Stated problem> Please find every line of the listing that contains the word "foliage" and copy each one.
○ ○ ○
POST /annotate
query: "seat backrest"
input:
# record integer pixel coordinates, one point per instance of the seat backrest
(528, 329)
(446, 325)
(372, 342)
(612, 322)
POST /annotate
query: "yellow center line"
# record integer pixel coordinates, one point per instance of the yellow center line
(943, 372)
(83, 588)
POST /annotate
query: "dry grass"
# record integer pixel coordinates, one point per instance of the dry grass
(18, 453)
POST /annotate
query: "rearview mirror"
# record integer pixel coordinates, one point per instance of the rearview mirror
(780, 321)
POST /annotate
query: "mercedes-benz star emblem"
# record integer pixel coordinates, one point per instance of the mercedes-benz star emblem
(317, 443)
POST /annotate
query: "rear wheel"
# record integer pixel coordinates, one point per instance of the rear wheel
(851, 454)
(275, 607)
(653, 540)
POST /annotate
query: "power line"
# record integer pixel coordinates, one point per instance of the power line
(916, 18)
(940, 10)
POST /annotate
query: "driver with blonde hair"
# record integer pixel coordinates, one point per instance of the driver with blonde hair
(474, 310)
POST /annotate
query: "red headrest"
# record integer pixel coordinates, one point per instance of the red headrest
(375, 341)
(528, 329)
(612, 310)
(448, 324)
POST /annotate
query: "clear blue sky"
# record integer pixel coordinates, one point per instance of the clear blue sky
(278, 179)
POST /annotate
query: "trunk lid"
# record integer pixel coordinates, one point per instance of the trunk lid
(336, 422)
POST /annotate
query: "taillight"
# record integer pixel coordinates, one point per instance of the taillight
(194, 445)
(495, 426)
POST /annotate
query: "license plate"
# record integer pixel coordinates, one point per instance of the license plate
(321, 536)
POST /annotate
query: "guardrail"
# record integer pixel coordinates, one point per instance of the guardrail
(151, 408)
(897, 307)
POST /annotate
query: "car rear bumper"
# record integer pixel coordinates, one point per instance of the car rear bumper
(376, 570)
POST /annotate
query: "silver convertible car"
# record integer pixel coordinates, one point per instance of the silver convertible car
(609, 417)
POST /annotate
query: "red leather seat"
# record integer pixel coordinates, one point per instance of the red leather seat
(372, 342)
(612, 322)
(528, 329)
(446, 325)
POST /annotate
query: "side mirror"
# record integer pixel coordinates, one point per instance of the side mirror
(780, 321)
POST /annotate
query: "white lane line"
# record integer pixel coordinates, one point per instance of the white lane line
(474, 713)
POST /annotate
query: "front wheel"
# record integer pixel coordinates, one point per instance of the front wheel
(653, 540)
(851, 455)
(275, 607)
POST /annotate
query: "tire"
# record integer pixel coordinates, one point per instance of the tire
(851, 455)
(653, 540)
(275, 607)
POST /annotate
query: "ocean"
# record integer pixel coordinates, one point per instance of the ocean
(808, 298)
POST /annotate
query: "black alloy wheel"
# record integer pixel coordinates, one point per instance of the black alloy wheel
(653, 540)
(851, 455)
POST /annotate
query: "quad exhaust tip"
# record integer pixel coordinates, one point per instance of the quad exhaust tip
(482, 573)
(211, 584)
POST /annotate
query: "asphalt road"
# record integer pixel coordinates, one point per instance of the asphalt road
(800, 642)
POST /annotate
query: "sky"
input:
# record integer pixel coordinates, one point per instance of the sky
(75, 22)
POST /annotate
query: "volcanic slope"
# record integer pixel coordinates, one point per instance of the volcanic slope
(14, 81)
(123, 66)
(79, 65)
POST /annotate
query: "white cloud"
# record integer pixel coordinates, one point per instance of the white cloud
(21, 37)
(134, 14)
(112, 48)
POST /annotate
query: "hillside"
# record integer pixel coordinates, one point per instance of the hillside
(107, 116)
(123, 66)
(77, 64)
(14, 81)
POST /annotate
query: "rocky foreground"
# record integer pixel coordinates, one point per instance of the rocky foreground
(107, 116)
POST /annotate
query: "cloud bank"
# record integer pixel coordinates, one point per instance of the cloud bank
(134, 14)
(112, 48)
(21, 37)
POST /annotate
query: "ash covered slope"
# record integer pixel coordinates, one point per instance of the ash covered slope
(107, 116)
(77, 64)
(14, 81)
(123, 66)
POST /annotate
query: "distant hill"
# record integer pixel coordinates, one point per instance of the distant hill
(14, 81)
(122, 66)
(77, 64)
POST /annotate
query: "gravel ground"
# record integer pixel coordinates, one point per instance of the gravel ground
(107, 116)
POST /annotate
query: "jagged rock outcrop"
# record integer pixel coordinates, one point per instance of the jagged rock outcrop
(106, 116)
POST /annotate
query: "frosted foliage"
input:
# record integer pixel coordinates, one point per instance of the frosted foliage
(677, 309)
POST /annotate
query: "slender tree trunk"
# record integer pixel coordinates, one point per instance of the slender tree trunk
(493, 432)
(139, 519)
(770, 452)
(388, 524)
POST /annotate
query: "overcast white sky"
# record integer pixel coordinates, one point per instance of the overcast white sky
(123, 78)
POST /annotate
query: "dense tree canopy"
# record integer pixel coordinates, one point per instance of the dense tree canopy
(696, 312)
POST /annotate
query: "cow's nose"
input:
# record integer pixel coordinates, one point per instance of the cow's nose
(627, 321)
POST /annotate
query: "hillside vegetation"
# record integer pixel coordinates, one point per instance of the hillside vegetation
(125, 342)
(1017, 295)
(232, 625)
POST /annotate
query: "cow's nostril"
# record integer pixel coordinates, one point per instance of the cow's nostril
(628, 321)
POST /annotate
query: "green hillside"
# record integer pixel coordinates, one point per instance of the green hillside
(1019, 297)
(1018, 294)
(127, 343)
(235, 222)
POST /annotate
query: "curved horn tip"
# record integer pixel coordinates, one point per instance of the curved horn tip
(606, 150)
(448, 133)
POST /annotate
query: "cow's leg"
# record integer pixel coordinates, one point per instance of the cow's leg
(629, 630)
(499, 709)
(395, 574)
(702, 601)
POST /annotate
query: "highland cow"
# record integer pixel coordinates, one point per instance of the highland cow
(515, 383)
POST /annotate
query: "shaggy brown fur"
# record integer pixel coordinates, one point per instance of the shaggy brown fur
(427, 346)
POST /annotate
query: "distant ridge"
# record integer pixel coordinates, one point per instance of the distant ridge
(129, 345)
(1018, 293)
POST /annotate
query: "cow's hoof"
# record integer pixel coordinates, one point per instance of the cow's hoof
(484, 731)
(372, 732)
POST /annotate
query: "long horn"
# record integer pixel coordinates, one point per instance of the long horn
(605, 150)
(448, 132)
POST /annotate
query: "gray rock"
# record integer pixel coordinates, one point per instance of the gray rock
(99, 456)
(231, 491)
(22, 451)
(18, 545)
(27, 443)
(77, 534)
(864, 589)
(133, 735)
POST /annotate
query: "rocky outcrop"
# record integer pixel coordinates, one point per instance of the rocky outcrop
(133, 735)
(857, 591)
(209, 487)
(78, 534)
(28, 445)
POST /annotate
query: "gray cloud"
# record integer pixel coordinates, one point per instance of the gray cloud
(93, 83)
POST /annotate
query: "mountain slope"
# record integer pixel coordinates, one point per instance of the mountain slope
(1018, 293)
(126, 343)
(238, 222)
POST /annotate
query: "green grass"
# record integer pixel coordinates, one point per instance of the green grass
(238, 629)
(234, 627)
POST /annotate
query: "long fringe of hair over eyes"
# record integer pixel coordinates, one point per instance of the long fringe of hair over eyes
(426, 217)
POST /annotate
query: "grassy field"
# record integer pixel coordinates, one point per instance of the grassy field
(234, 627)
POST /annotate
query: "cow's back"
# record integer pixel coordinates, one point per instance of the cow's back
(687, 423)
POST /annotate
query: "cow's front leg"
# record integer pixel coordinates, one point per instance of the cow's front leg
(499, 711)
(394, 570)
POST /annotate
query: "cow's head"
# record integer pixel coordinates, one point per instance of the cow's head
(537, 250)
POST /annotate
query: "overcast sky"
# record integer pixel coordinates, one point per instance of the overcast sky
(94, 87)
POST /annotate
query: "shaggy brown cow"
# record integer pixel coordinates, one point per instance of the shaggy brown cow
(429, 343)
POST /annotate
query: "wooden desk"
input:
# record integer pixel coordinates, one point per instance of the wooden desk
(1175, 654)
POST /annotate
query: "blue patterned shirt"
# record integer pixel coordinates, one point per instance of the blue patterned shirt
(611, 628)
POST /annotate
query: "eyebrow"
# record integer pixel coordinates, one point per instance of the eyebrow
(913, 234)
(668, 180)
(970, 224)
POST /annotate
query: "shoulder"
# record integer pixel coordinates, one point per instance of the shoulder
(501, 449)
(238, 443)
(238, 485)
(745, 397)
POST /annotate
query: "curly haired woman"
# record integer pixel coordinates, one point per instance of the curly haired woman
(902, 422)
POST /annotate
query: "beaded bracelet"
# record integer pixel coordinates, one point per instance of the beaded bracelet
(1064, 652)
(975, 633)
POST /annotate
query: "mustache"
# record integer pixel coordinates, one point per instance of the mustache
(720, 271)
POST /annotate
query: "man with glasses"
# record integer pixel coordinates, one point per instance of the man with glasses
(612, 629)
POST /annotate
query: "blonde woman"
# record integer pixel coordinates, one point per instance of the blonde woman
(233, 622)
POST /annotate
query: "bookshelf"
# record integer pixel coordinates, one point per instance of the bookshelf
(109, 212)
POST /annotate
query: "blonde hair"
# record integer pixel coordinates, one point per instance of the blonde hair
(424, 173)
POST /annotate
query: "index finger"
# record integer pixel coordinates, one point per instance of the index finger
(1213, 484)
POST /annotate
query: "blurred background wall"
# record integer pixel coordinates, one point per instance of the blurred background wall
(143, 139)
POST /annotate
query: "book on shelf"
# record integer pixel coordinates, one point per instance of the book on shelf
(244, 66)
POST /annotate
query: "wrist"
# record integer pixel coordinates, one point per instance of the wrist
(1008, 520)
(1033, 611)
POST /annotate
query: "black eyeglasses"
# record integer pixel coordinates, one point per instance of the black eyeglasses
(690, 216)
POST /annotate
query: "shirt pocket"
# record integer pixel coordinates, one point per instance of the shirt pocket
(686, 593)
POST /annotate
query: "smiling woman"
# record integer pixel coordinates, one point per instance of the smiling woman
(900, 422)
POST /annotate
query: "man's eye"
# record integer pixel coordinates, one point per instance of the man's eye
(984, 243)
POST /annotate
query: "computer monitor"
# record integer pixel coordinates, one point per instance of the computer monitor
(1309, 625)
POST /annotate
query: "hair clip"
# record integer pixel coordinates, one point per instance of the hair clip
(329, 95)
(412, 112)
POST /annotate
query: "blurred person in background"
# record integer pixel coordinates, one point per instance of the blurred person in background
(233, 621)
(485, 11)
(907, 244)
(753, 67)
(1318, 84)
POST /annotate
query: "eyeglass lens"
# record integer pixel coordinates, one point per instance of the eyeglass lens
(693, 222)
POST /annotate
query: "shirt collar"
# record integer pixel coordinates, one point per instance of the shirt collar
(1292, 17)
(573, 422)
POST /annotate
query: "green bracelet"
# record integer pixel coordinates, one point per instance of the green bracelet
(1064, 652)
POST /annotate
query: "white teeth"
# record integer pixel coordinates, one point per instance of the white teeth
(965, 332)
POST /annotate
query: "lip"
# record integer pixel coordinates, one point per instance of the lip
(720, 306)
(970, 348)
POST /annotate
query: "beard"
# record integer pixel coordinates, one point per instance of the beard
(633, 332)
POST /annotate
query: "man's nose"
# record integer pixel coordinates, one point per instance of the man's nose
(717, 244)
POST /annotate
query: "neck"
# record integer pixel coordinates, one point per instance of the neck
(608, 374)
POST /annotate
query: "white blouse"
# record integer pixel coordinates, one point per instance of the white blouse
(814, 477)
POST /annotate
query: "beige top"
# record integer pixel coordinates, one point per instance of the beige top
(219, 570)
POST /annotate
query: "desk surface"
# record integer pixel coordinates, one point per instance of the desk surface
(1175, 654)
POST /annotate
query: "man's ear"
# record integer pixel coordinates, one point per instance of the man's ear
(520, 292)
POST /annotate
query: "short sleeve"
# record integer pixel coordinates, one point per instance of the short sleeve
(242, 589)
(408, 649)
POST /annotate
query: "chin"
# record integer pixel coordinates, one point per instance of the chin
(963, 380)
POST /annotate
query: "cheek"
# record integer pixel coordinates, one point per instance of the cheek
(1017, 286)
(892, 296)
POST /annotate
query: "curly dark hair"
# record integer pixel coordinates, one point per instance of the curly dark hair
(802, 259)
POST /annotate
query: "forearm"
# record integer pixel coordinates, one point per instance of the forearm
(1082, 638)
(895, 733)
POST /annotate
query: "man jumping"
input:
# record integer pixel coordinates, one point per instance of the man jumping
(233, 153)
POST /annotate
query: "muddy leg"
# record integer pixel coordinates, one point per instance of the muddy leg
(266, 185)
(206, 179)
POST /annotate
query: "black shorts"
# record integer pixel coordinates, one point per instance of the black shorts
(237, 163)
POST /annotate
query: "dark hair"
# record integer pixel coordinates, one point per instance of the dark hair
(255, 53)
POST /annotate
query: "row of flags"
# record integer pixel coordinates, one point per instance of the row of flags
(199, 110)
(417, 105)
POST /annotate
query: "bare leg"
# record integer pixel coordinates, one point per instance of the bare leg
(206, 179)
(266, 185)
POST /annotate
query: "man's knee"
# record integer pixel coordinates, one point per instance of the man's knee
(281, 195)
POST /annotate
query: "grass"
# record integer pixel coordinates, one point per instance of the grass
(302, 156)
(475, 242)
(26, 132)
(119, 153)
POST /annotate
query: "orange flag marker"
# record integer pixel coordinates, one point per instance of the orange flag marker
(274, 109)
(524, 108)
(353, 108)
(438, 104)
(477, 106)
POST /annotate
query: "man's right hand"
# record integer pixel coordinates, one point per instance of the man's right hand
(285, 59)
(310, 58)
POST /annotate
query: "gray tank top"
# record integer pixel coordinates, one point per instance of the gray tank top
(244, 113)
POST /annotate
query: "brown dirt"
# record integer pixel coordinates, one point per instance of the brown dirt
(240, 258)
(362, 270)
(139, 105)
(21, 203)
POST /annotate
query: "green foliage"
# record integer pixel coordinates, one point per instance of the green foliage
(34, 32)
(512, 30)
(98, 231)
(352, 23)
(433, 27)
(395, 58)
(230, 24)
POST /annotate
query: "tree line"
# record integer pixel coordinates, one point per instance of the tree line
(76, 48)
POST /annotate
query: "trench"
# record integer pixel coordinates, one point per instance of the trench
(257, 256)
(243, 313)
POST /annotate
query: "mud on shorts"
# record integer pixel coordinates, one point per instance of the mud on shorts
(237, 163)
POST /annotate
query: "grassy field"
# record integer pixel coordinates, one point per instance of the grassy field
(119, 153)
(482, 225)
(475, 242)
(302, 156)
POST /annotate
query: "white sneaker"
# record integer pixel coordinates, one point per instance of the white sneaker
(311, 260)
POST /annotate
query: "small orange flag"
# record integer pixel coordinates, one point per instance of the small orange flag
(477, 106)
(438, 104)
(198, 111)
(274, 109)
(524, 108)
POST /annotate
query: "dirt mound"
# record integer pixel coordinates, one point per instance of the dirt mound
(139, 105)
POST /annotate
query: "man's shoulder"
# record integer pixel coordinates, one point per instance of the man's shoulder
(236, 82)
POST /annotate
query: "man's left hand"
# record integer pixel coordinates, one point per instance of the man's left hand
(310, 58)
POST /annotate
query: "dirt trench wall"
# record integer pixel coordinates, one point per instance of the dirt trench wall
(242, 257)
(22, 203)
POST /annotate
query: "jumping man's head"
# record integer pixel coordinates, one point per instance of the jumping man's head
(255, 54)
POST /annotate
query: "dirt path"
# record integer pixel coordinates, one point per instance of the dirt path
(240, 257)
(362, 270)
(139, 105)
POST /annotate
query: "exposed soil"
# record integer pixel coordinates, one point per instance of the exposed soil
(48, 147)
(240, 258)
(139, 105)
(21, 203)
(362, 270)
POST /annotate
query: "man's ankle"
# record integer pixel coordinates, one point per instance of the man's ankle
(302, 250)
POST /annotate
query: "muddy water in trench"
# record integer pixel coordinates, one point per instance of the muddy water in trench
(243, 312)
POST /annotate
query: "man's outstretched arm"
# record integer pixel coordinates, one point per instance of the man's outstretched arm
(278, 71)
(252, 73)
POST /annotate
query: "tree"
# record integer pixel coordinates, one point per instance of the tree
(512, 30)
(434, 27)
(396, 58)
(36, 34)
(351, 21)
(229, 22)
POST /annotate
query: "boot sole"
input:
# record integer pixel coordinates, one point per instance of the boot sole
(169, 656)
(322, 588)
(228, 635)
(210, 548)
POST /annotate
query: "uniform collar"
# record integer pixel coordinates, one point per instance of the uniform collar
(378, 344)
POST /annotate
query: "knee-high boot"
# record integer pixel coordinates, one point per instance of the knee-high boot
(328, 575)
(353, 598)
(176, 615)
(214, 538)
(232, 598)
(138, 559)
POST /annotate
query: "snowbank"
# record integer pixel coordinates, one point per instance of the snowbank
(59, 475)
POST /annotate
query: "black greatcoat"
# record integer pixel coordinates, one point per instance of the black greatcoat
○ ○ ○
Final answer>
query: "frosted foliage"
# record integer pixel coordinates, one point per instance of the frosted foliage
query: "green foliage"
# record integer pixel coordinates, one point per instance of the green foliage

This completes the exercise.